== PROVIDED INFORMATION
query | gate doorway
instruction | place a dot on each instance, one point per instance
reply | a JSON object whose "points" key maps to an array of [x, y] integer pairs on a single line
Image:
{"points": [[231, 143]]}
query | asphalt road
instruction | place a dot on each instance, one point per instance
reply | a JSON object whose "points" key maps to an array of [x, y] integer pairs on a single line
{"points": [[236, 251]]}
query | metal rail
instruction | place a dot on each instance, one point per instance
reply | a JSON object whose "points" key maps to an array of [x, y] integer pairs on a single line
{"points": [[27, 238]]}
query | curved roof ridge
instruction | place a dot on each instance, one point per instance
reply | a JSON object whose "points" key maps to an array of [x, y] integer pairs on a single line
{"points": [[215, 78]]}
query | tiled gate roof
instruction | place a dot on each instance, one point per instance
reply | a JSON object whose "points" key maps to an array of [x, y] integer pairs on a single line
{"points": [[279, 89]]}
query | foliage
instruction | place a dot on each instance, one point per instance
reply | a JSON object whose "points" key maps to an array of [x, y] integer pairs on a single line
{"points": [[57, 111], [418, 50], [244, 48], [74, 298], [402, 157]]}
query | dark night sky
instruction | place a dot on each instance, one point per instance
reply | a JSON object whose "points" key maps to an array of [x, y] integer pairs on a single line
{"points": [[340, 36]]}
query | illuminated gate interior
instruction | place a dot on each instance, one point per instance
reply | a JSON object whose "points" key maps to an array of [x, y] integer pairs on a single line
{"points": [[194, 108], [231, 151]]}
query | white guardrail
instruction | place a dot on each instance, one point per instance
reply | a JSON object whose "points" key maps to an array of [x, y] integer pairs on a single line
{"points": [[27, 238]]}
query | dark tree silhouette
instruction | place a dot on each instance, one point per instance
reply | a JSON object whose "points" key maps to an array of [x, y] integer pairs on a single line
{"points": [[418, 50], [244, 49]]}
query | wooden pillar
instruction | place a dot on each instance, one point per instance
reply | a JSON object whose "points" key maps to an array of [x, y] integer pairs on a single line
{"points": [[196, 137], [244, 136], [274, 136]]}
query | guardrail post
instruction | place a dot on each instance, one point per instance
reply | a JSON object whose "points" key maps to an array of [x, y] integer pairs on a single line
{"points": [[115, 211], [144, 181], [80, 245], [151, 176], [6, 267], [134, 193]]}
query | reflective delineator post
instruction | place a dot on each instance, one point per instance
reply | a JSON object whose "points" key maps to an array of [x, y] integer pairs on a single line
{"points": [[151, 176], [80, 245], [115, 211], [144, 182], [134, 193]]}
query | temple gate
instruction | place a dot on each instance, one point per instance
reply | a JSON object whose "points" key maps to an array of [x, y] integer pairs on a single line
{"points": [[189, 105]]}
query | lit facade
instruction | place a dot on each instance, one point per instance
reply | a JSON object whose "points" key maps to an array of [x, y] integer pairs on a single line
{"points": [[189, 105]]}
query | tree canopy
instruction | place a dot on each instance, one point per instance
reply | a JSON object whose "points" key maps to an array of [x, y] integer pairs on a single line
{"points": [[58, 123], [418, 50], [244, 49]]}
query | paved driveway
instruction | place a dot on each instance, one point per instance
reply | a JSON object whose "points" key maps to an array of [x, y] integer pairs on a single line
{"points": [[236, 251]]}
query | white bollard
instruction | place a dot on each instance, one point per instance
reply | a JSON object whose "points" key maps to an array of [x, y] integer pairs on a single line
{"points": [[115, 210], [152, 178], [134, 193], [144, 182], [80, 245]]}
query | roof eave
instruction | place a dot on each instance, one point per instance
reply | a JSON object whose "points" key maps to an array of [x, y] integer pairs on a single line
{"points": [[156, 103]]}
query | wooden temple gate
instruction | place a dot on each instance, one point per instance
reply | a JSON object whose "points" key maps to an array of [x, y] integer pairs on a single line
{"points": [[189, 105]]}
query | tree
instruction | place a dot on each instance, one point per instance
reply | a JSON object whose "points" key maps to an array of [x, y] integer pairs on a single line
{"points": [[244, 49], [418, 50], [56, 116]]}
====
WHAT IS BEING ASKED
Exact output of every entry is required.

RESPONSE TO THE TASK
query | gate doorway
instruction | place a dot on each instance, one point per instance
reply | a JSON object whose "points" key maps to an array of [x, y] integer pairs on a single line
Image:
{"points": [[231, 143]]}
query | asphalt road
instruction | place a dot on each instance, one point per instance
reply | a JSON object whose "points" key maps to an array of [x, y] integer pairs on a single line
{"points": [[236, 251]]}
query | metal rail
instruction | place a dot on each instance, one point per instance
reply | a JSON object whose "points" key maps to an array of [x, y] integer pairs on a single line
{"points": [[27, 238]]}
query | curved roof ridge
instruction | place a dot on each instance, one point per instance
reply | a JSON object whose "points" key maps to an array of [x, y] integer pairs on a single line
{"points": [[215, 78]]}
query | tiled gate roof
instruction | place a dot on each instance, one point per instance
reply | a JSON object whose "points" key maps to an array of [x, y] integer pairs on a single line
{"points": [[279, 89]]}
query | foliage
instruction | place a dot on each instance, one point per instance
reply | a JSON object whose "points" key maps to an array of [x, y] integer pairs on a single line
{"points": [[57, 111], [418, 50], [244, 48], [74, 298], [402, 157]]}
query | dark night sky
instruction | place a dot on each instance, one point per instance
reply | a JSON object whose "points" key maps to an array of [x, y] integer pairs on a single line
{"points": [[340, 36]]}
query | illuminated gate interior
instruction | place a dot on each instance, one point per instance
reply | a JSON object whose "points" key maps to an array of [x, y] integer pairs on a single line
{"points": [[194, 108], [231, 151]]}
query | white guardrail
instruction | place a dot on each instance, one point per instance
reply | a JSON object whose "points" key maps to an array of [x, y] integer pairs on a single line
{"points": [[27, 238]]}
query | dark tree silhouette
instruction | place a dot on each instance, one point per instance
reply | a JSON object whose "points" key maps to an array of [x, y] integer pairs on a single line
{"points": [[418, 50], [244, 49]]}
query | wooden pillar
instruction | place a dot on each instance, one point per instance
reply | a JSON object whose "points" key maps to an array of [x, y] integer pairs on a single line
{"points": [[196, 137], [244, 136], [274, 136]]}
query | guardrail post
instruction | place a dot on each instance, one point per instance
reply | a JSON object whose "points" key maps to an array of [x, y] integer pairs on a single line
{"points": [[115, 211], [144, 181], [80, 245], [151, 176], [6, 267], [134, 193]]}
query | reflective delineator post
instruction | place a dot on each instance, one point per instance
reply | a JSON object whose "points" key maps to an array of [x, y] integer pairs on a single line
{"points": [[151, 176], [80, 245], [115, 211], [144, 182], [134, 193]]}
query | temple gate
instruction | place a dot on each instance, one point per instance
reply | a JSON object whose "points" key maps to an array of [x, y] integer pairs on a single line
{"points": [[189, 105]]}
query | lit facade
instruction | place a dot on each instance, one point per instance
reply | a JSON object whose "points" key maps to an array of [x, y] integer pairs on a single line
{"points": [[189, 105]]}
query | tree canopy
instruction | place a dot on each instance, one point per instance
reply | a JSON object whose "points" key maps to an array of [x, y] integer pairs on a single line
{"points": [[58, 123], [418, 50], [244, 49]]}
query | paved driveway
instruction | place a dot on each instance, one point per instance
reply | a JSON object whose "points" key maps to an array of [x, y] integer pairs on a single line
{"points": [[236, 251]]}
query | white bollard
instruction | place a dot on each instance, one point per instance
reply | a JSON object whose "points" key maps to an array of [x, y] integer pairs on a single line
{"points": [[115, 210], [152, 178], [134, 193], [144, 182], [80, 245]]}
query | roof eave
instruction | place a dot on each instance, one point per instance
reply | a JSON object whose "points" key maps to an array of [x, y] integer pairs on a single line
{"points": [[156, 103]]}
query | wooden temple gate
instruction | place a dot on each instance, one point per instance
reply | a JSON object whose "points" key maps to an array of [x, y] integer pairs on a single line
{"points": [[189, 105]]}
query | tree
instruction | place a dot on each instance, one point per instance
reply | a JSON object whose "points" key maps to an array of [x, y] integer pairs on a single line
{"points": [[244, 49], [418, 50], [56, 116]]}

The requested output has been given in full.